[Recorded data]
====================

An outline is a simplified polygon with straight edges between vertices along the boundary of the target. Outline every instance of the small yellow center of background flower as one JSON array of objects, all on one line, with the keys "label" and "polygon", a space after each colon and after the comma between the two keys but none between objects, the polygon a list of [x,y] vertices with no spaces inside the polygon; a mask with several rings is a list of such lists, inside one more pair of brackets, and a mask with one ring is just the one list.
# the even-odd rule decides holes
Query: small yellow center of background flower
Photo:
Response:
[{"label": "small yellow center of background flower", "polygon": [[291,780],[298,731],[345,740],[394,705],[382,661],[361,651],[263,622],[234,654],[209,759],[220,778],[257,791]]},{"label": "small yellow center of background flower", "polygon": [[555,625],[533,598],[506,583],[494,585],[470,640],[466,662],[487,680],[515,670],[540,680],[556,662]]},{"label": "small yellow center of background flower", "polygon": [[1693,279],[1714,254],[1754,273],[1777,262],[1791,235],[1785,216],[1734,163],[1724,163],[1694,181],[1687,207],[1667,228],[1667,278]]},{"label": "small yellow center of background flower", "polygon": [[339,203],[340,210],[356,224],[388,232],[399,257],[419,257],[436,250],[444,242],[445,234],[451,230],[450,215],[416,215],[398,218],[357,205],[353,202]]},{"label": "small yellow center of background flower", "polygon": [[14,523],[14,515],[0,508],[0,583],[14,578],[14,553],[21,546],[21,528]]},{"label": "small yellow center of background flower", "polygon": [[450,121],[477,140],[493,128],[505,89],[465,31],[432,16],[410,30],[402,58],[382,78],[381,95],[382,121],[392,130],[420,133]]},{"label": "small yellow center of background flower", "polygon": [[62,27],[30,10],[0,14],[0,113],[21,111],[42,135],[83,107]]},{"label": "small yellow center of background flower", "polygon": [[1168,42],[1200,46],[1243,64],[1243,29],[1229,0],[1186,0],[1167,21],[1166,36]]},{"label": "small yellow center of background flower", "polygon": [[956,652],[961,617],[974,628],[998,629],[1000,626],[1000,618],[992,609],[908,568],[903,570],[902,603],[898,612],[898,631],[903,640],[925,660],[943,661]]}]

====================

• Your task: The records above must be restated. Preserve every word.

• Exercise solution:
An outline is a simplified polygon with straight edges between vertices along the boundary of the target. Outline every instance of the small yellow center of background flower as one JSON array of objects, all on one line, with the keys "label" and "polygon", a space after each colon and after the comma between the two keys but none between objects, the polygon a list of [x,y] vertices with no spaces inside the polygon; a mask with several rings is a list of such lists, inside one more pair of brackets, and a mask with one ring is just the one list.
# the even-odd rule decides holes
Query: small yellow center of background flower
Photo:
Response:
[{"label": "small yellow center of background flower", "polygon": [[291,780],[298,731],[345,740],[394,705],[382,661],[361,651],[263,622],[234,654],[209,759],[220,778],[257,791]]},{"label": "small yellow center of background flower", "polygon": [[555,625],[533,598],[506,583],[494,585],[470,640],[466,662],[487,680],[515,670],[540,680],[556,662]]},{"label": "small yellow center of background flower", "polygon": [[1693,279],[1714,254],[1754,273],[1777,262],[1791,235],[1785,216],[1734,163],[1724,163],[1694,181],[1687,207],[1667,228],[1667,278]]},{"label": "small yellow center of background flower", "polygon": [[339,203],[340,210],[356,224],[388,232],[399,257],[419,257],[436,250],[444,242],[445,234],[451,230],[450,215],[416,215],[398,218],[357,205],[353,202]]},{"label": "small yellow center of background flower", "polygon": [[14,523],[14,515],[0,508],[0,583],[14,578],[14,553],[21,546],[21,528]]},{"label": "small yellow center of background flower", "polygon": [[450,121],[477,140],[493,128],[505,89],[465,31],[432,16],[410,30],[402,58],[382,78],[381,95],[382,121],[392,130],[420,133]]},{"label": "small yellow center of background flower", "polygon": [[62,27],[30,10],[0,14],[0,113],[21,111],[42,135],[83,107]]},{"label": "small yellow center of background flower", "polygon": [[1168,42],[1200,46],[1243,64],[1243,29],[1229,0],[1186,0],[1167,21],[1166,36]]},{"label": "small yellow center of background flower", "polygon": [[956,652],[961,617],[974,628],[998,629],[1000,626],[1000,618],[992,609],[908,568],[903,570],[902,603],[898,612],[898,631],[903,640],[925,660],[943,661]]}]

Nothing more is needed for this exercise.